**EXERCICE ÉCRIT 1:** Recopiez mot pour mot un passage du texte sur les mesures pour les militaires : commencez aux mots « Le Gouvernement a » et arrêtez-vous après « contraintes très particulières. ».

==== TEXTE À LIRE ====

Ces mesures seront complétées. Nous engagerons les travaux dès janvier 2002, avant les premières conférences budgétaires pour prolonger cette approche sur 2003, en nous fixant comme priorités : la solde à la mer, la prime des officiers brevetés et des sous-officiers diplômés, la revalorisation du traitement des personnels du service de santé, la revalorisation des débuts de carrière des officiers, et la poursuite du plan indemnitaire bénéficiant à la gendarmerie.
Le Gouvernement a décidé de rechercher une harmonie entre les temps d'activité des militaires et ceux qui sont observés par l'ensemble de la société civile. Les mesures décidées, que vous connaissez, s'articulent autour de trois principes simples : donner du temps libre aux militaires chaque fois que cela est possible, mettre en place une compensation financière forfaitaire et non hiérarchisée, et reconnaître et valoriser certaines contraintes très particulières.
L'ensemble des mesures qui ont été présentées au Conseil supérieur de la fonction militaire et adoptées par le Gouvernement répondent, selon moi, à ces besoins.

==== DONNÉES FOURNIES ====

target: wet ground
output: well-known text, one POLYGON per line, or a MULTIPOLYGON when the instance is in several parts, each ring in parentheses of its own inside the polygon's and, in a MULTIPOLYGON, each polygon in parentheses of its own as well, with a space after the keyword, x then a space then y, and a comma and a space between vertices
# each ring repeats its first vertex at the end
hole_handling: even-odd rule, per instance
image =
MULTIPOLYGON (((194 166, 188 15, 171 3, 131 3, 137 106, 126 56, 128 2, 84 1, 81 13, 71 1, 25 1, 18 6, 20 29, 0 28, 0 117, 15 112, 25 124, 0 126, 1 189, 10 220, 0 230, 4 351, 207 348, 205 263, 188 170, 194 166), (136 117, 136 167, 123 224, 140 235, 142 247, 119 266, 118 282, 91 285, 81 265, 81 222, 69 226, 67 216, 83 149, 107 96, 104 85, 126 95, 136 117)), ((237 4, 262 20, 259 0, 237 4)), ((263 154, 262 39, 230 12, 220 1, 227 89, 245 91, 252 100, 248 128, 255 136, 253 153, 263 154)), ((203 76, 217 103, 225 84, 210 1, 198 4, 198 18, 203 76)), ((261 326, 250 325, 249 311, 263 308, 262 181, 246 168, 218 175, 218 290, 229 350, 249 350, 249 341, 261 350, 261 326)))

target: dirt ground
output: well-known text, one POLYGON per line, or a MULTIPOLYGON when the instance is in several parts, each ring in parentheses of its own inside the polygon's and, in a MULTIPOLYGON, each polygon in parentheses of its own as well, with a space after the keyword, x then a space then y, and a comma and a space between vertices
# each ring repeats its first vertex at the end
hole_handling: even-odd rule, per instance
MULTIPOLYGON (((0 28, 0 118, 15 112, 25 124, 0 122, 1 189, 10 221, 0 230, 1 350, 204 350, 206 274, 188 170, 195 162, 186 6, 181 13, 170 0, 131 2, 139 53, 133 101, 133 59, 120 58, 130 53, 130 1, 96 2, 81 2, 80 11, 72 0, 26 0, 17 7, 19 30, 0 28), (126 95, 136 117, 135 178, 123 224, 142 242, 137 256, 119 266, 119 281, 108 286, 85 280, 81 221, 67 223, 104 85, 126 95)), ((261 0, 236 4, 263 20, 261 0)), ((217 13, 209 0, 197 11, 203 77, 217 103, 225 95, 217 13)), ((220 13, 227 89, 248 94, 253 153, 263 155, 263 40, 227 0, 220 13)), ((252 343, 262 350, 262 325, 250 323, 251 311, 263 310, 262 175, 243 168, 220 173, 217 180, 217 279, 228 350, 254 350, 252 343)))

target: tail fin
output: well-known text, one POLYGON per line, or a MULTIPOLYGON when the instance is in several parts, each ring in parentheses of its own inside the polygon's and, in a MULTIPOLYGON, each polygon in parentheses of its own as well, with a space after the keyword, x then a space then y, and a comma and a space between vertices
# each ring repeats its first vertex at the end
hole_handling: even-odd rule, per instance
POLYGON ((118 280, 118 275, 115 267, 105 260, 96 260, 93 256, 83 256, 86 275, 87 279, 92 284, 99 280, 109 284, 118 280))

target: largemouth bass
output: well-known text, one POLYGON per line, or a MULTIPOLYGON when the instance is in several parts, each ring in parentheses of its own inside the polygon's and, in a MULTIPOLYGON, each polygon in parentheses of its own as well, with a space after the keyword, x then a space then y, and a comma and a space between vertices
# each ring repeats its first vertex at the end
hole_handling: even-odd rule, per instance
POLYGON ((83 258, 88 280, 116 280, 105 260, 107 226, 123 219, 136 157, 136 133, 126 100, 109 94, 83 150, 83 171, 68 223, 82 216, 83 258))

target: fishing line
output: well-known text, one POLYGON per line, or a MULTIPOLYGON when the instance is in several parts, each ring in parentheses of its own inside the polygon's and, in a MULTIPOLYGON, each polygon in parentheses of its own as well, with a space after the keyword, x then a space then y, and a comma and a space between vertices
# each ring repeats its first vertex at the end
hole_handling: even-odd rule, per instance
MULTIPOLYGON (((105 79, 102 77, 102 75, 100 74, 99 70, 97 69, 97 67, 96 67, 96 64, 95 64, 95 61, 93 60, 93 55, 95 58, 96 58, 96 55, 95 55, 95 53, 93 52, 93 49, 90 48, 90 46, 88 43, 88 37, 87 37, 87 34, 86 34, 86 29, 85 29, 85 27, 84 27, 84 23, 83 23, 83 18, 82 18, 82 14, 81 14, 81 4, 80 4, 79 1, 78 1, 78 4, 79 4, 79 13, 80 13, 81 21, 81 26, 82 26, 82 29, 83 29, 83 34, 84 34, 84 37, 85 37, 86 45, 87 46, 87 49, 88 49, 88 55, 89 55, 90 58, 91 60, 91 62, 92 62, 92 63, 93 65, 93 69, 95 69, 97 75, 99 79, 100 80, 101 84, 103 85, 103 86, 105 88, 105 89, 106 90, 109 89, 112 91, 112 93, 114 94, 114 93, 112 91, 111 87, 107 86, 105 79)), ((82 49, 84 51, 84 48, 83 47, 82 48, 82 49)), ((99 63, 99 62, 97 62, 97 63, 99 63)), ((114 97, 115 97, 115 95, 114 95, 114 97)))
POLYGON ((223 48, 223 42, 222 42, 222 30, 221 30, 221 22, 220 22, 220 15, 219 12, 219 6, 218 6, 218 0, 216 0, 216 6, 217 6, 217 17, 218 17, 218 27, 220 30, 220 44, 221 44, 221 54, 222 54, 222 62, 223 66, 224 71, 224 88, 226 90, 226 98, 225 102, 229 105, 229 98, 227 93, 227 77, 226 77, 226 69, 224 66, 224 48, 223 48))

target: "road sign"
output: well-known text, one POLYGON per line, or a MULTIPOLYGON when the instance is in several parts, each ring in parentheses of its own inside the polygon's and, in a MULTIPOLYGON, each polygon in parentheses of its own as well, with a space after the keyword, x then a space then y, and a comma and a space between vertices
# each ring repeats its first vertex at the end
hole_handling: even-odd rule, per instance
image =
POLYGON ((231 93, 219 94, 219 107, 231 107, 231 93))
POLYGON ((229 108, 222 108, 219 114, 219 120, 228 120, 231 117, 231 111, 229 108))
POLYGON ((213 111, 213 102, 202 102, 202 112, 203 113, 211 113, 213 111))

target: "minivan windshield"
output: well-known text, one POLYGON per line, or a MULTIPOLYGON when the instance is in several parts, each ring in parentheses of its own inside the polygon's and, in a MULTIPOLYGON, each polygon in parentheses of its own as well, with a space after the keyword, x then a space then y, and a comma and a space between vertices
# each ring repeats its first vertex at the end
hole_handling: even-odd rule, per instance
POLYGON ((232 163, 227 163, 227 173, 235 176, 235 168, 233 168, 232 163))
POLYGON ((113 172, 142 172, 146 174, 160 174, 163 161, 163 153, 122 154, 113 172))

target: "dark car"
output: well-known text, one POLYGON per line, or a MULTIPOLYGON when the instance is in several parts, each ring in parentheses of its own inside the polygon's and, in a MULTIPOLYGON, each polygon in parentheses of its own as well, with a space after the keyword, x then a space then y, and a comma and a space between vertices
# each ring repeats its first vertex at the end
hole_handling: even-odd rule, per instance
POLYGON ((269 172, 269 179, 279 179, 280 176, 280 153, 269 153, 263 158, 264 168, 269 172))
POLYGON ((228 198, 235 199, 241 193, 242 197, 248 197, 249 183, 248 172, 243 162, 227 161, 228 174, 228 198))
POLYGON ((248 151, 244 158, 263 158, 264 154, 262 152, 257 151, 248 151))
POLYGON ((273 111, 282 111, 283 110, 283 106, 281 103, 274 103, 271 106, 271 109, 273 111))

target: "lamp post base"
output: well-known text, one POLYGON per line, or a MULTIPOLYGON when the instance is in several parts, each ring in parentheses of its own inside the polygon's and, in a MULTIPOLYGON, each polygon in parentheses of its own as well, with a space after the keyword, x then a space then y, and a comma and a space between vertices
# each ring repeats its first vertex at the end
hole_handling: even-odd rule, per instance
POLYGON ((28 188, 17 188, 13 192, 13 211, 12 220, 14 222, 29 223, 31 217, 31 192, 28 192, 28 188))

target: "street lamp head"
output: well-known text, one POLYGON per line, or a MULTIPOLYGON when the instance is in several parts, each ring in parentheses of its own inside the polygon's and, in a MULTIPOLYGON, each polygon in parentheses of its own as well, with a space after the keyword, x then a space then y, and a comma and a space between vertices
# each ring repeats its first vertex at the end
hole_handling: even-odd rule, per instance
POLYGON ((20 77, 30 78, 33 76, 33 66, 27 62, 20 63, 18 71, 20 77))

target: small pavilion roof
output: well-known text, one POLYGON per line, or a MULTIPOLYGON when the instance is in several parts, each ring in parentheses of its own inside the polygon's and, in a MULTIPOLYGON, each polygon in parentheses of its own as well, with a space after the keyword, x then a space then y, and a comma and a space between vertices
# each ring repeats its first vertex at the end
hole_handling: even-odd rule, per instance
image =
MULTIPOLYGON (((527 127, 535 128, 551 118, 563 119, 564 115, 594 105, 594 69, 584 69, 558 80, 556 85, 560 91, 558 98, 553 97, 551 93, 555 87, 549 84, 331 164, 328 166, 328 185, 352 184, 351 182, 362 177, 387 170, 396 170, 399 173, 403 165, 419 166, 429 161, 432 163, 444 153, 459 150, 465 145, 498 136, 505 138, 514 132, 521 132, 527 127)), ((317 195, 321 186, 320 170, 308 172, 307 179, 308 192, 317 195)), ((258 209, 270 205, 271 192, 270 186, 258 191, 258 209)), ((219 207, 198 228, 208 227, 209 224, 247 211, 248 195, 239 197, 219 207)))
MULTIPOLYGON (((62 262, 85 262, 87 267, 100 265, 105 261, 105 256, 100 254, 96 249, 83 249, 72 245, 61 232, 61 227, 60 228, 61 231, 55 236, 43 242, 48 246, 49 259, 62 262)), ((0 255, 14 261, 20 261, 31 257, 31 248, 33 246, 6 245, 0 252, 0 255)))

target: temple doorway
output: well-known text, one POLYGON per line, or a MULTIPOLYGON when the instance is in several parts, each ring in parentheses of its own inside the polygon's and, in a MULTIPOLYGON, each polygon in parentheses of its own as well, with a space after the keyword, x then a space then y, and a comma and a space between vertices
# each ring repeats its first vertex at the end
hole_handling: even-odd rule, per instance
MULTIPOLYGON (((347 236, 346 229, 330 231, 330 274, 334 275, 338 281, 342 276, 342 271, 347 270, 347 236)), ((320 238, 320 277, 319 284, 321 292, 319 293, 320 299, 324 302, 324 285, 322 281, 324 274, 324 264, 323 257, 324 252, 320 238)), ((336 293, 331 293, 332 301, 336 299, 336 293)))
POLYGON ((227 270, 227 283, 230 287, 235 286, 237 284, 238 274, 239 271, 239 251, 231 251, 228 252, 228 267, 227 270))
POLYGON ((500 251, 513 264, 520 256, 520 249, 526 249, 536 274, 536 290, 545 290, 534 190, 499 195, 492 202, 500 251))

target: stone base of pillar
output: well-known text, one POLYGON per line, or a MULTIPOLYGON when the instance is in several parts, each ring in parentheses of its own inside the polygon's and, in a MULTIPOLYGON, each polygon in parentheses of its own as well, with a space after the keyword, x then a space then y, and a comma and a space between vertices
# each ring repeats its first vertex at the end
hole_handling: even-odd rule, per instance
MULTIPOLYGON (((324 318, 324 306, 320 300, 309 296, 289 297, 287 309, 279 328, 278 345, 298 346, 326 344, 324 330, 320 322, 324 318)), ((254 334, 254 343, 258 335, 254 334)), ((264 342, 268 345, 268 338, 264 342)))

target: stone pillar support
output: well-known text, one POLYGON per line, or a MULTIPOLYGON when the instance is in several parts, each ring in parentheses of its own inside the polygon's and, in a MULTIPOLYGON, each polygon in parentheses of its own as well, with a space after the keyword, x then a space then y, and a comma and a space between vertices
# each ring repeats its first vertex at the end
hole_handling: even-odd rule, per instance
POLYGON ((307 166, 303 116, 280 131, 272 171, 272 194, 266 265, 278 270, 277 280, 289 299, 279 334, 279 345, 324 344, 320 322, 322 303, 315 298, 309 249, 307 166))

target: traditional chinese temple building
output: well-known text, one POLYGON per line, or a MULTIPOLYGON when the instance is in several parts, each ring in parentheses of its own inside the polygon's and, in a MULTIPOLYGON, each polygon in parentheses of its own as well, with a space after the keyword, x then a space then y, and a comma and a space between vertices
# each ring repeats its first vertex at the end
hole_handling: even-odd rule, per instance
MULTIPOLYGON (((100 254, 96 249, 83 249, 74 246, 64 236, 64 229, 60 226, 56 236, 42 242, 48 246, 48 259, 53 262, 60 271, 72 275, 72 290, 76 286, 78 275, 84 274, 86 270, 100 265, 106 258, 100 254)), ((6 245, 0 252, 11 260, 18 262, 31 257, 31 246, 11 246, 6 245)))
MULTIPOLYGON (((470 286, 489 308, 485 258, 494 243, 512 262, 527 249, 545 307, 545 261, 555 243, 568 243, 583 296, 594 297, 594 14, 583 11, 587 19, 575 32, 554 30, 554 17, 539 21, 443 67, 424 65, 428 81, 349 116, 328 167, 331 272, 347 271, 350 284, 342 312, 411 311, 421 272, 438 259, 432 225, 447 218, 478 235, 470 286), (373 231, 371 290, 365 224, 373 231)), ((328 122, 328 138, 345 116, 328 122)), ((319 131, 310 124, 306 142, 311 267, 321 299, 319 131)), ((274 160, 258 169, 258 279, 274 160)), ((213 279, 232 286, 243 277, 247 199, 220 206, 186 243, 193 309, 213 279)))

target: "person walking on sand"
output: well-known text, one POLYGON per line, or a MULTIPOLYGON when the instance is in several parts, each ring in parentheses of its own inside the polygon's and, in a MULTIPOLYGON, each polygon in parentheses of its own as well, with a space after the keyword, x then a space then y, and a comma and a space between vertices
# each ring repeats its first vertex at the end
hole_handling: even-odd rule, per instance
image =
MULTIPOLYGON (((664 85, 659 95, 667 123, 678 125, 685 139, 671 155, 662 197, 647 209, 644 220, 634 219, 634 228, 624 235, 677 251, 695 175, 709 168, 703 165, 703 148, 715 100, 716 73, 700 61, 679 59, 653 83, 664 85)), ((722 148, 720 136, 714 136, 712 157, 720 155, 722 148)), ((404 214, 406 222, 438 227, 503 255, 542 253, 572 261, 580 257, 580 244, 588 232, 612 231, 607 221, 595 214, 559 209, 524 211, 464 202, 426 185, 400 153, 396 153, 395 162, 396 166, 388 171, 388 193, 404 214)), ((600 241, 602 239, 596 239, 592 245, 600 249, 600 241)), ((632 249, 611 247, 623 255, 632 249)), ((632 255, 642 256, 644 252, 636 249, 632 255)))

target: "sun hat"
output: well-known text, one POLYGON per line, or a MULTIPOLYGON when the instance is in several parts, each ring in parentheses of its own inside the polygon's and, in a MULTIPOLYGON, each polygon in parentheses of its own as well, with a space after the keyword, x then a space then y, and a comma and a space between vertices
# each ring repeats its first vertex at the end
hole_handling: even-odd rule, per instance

====

**EXERCICE ÉCRIT 2:** Dans les enregistrements, transformez en liste JSON de chaînes les lignes qui vont de celle qui contient « target: stone base of pillar » jusqu'à celle qui contient « POLYGON ((307 166, 303 », ces deux lignes comprises. Mettez une chaîne par ligne et laissez de côté les lignes vides.

**RÉPONSE ÉCRITE 1:**
Le Gouvernement a décidé de rechercher une harmonie entre les temps d'activité des militaires et ceux qui sont observés par l'ensemble de la société civile. Les mesures décidées, que vous connaissez, s'articulent autour de trois principes simples : donner du temps libre aux militaires chaque fois que cela est possible, mettre en place une compensation financière forfaitaire et non hiérarchisée, et reconnaître et valoriser certaines contraintes très particulières.

**RÉPONSE ÉCRITE 2:**
[
  "target: stone base of pillar",
  "output: well-known text, one POLYGON per line, or a MULTIPOLYGON when the instance is in several parts, each ring in parentheses of its own inside the polygon's and, in a MULTIPOLYGON, each polygon in parentheses of its own as well, with a space after the keyword, x then a space then y, and a comma and a space between vertices",
  "# each ring repeats its first vertex at the end",
  "hole_handling: even-odd rule, per instance",
  "MULTIPOLYGON (((324 318, 324 306, 320 300, 309 296, 289 297, 287 309, 279 328, 278 345, 298 346, 326 344, 324 330, 320 322, 324 318)), ((254 334, 254 343, 258 335, 254 334)), ((264 342, 268 345, 268 338, 264 342)))",
  "target: stone pillar support",
  "output: well-known text, one POLYGON per line, or a MULTIPOLYGON when the instance is in several parts, each ring in parentheses of its own inside the polygon's and, in a MULTIPOLYGON, each polygon in parentheses of its own as well, with a space after the keyword, x then a space then y, and a comma and a space between vertices",
  "# each ring repeats its first vertex at the end",
  "hole_handling: even-odd rule, per instance",
  "POLYGON ((307 166, 303 116, 280 131, 272 171, 272 194, 266 265, 278 270, 277 280, 289 299, 279 334, 279 345, 324 344, 320 322, 322 303, 315 298, 309 249, 307 166))"
]